Work to do ▸
**a.** List, in order, the phases of the evaluation sequence described in the passage on the normalization engine.
**b.** Continue the passage on the normalization engine after its last sentence.
Start of Quoted passage
These principles are implemented across the four child topics. Disciplined pos erp sync patterns govern when data is pulled and how conflicts between systems are resolved; robust csv edi parsing workflows turn raw transmissions into validated rows; deterministic field mapping strategies perform the canonical resolution; and async batch processing makes all of it scale without sacrificing ordering or idempotency.

Cleansing and Resolution Architecture

Inside the normalization engine, transformation is organized as a directed acyclic graph (DAG) of deterministic operators rather than a linear script. Each node consumes typed input and emits typed output, declares its dependencies explicitly, and is pure with respect to its inputs — given the same row and the same reference snapshot, it always produces the same result. The DAG topology lets the engine parallelize independent operators, short-circuit a row to the exception lane the moment any node fails, and reconstruct the exact path a record took.

Evaluation order follows a strict precedence so cheaper, more fundamental checks fail fast before expensive resolution runs:

Structural phase — encoding normalization, delimiter and segment integrity, required-header presence. A file that fails here never reaches semantic logic. (X12 EDI is the classic trap: segments are delimited by ~, not newlines, so a parser that splits on line breaks silently corrupts multi-line interchanges.)
Semantic phase — type coercion into the Pydantic contract, range checks (non-negative quantities, plausible amounts), and date validity. Rows that coerce cleanly proceed; rows that do not are quarantined with the failing field named.
Resolution phase — master-data lookups that translate raw vendor SKUs, store numbers, and deduction reason codes into canonical identifiers. This phase is where heterogeneity is finally collapsed: retailer terminology, vendor contract language, and internal accounting codes all map to one model.
Routing phase — resolved rows are staged; unresolved or ambiguous rows are emitted to the exception lane with a structured reason.

This rule-evaluation discipline mirrors how the downstream eligibility rule framework orders its predicates — structural before dimensional before quantitative — so an analyst tracing a record sees the same precedence model on both sides of the handoff. The normalization DAG never makes an eligibility decision; it guarantees that when the eligibility engine runs, every field it reads is canonical, typed, and resolved.
End of Quoted passage
Start of Provided data
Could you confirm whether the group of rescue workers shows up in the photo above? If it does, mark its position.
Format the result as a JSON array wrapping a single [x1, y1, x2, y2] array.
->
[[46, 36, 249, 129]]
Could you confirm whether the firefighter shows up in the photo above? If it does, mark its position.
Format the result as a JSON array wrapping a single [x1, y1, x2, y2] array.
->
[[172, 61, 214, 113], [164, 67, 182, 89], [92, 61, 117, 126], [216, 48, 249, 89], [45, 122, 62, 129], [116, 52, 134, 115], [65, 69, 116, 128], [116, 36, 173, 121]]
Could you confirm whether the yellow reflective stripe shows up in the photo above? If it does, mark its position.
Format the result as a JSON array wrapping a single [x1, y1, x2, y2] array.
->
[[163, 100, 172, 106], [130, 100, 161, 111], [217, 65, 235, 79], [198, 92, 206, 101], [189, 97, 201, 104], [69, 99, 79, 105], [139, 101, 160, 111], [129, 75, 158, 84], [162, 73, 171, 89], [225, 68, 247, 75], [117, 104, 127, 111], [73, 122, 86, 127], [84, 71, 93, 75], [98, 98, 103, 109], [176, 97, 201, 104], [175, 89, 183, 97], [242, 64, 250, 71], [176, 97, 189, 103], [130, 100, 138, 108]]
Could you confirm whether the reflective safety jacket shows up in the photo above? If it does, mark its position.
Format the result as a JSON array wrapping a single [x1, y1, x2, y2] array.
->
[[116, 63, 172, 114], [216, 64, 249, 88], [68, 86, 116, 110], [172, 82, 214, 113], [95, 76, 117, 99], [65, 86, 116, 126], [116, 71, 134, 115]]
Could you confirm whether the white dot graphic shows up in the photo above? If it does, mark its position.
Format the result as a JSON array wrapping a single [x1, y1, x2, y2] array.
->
End of Provided data
Answers to the problems ▸
**a.** Structural phase, Semantic phase, Resolution phase, Routing phase

**b.**
A representative resolution operator, expressed as a pure Pydantic-validated transform:

python

from decimal import Decimal, ROUND_HALF_UP

UOM_TO_EACHES = {"CASE": Decimal("12"), "PALLET": Decimal("960"), "EACH": Decimal("1")}

def harmonize_quantity(raw_qty: Decimal, uom: str) -> Decimal:
    """Collapse any source UoM to canonical eaches; unknown UoM is an exception."""
    factor = UOM_TO_EACHES.get(uom.upper())
    if factor is None:
        raise LookupError(f"unresolved UoM: {uom!r}")
    return (raw_qty * factor).quantize(Decimal("0.0001"), rounding=ROUND_HALF_UP)

Financial Modeling and Accrual Readiness

The ingestion layer does not compute final rebate liability — that is the job of payout structure modeling — but it determines whether that computation can ever be correct. Two responsibilities sit squarely here: producing decimal-safe monetary values and aligning the measurement basis so tier math is meaningful.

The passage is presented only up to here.